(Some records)
— BEGIN —
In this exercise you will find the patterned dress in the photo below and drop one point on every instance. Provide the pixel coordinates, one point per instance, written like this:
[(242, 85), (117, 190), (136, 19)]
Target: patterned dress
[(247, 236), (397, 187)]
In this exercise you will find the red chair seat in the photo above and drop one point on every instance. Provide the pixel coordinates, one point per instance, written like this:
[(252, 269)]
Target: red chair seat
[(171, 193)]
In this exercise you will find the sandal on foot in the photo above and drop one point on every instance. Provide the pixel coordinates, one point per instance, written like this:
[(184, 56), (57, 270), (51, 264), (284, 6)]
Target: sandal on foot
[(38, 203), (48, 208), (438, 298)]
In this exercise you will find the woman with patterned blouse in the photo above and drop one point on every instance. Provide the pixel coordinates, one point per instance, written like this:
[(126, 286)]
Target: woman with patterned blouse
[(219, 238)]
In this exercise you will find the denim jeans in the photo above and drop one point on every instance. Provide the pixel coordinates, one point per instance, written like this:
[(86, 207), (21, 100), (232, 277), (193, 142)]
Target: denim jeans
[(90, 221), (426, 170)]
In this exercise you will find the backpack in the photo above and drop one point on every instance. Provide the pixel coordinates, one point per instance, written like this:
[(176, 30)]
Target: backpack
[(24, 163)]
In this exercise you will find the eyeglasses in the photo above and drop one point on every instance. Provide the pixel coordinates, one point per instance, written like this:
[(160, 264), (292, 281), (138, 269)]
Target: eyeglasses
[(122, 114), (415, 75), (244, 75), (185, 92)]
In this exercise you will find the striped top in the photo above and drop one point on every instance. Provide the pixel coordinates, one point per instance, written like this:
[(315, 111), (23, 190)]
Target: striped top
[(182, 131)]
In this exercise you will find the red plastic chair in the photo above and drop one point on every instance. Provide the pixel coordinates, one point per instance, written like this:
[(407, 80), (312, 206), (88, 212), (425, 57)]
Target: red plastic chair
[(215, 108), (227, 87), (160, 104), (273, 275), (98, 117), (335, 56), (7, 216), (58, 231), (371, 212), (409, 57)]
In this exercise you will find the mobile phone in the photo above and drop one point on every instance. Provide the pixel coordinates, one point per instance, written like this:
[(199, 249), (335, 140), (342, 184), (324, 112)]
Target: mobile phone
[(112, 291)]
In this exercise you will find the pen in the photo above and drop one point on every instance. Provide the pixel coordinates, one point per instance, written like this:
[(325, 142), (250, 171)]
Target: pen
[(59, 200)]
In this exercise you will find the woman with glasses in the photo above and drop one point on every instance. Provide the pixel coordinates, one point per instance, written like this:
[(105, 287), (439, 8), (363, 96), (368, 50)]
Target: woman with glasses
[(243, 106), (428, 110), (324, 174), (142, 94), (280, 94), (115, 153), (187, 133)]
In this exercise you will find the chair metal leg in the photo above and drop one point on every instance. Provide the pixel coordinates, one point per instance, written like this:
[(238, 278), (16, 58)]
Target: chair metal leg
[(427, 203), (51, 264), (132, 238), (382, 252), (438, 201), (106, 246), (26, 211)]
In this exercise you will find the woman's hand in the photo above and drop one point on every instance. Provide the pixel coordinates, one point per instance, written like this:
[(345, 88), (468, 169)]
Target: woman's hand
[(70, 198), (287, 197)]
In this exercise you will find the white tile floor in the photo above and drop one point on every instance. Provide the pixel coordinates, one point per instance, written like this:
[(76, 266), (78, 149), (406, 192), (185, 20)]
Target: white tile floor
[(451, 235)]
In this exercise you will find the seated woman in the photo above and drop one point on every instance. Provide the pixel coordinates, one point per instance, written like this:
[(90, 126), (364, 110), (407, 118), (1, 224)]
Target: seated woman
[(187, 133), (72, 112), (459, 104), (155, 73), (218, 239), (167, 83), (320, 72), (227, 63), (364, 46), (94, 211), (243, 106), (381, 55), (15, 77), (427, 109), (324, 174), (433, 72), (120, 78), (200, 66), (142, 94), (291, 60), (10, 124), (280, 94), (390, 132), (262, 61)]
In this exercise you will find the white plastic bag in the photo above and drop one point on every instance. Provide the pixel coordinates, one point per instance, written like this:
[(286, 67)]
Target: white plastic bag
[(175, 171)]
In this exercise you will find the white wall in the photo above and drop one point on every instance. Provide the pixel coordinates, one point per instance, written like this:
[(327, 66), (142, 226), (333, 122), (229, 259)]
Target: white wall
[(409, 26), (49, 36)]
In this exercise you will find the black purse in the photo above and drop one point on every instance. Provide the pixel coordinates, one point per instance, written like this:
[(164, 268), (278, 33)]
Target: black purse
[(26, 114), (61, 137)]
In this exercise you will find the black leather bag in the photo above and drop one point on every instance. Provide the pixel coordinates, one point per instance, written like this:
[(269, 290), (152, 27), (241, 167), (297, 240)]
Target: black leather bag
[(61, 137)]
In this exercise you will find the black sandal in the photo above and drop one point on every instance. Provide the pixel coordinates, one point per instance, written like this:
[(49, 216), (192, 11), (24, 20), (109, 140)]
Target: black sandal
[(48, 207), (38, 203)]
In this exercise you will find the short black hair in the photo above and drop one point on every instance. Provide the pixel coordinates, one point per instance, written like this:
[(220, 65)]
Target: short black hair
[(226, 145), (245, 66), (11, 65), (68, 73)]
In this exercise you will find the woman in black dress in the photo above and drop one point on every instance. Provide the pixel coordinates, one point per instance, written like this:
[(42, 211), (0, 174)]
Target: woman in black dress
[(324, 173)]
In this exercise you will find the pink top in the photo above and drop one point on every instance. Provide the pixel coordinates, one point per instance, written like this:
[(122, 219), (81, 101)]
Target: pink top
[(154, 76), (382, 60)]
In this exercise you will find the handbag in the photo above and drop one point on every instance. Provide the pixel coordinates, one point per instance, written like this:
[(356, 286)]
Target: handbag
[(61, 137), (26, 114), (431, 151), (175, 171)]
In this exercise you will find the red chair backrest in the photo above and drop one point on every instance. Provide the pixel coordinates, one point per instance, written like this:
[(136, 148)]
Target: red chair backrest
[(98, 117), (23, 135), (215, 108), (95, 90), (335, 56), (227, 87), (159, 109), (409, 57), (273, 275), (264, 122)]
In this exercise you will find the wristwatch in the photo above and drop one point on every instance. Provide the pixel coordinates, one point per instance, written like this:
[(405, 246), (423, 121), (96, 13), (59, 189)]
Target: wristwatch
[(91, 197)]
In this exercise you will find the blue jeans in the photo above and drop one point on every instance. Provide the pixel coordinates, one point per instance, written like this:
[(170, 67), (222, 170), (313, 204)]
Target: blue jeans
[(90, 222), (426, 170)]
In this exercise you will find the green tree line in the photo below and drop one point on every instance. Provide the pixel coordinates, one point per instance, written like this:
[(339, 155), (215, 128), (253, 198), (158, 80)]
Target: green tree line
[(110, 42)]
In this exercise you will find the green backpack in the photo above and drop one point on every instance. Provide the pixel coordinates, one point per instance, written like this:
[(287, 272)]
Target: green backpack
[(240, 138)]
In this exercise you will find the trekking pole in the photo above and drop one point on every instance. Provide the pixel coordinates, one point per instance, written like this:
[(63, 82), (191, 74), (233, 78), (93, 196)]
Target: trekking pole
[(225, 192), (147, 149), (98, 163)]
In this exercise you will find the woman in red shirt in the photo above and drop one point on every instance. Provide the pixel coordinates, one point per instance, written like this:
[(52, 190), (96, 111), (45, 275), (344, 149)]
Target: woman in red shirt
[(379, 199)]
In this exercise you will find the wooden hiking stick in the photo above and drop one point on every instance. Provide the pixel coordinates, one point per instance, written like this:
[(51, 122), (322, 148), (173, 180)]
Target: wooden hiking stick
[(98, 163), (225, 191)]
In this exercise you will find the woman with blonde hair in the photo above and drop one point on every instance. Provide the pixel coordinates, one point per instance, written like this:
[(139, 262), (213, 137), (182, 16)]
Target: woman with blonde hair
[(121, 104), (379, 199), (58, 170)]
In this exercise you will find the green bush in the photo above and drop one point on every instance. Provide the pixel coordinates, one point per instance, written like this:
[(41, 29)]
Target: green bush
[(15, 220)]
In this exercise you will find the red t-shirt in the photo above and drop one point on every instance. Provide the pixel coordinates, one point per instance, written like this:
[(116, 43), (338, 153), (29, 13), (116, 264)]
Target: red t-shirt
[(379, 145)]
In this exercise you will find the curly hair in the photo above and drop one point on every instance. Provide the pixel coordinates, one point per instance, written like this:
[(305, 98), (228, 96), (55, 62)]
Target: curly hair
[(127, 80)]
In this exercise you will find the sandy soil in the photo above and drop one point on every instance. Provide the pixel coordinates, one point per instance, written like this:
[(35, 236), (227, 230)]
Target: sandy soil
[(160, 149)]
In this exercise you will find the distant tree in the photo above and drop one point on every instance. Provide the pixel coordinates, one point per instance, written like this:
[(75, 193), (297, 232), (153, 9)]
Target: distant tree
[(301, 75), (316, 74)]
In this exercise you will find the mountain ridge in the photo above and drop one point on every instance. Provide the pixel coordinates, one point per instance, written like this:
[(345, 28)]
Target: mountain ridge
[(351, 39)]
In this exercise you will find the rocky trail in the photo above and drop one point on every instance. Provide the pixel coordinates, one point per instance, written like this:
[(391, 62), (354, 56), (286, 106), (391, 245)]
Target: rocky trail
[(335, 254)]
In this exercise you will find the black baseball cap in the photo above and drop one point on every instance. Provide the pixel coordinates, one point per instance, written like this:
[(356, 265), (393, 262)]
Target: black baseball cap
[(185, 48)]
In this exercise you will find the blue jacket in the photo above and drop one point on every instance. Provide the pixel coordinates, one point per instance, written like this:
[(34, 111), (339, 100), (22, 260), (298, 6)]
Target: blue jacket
— END —
> Short exercise
Can you write out the records again, starting at the line that contains "In this exercise you will find the black baseball" and ending at the end of the records, with the requests included and left unchanged, but with every coordinate in the answers scaled by 2.15 and rounded to a whole number, halves up?

> Output of the exercise
In this exercise you will find the black baseball cap in the photo above and drop one point on every instance. Provide the pixel coordinates, one point per instance, written like this:
[(356, 265), (393, 262)]
Target: black baseball cap
[(398, 103)]
In this exercise you will find the blue jacket in the photo above and drop one point on every instance. Provide the pixel coordinates, one point per instance, written like this:
[(34, 111), (339, 100), (22, 260), (298, 6)]
Target: blue jacket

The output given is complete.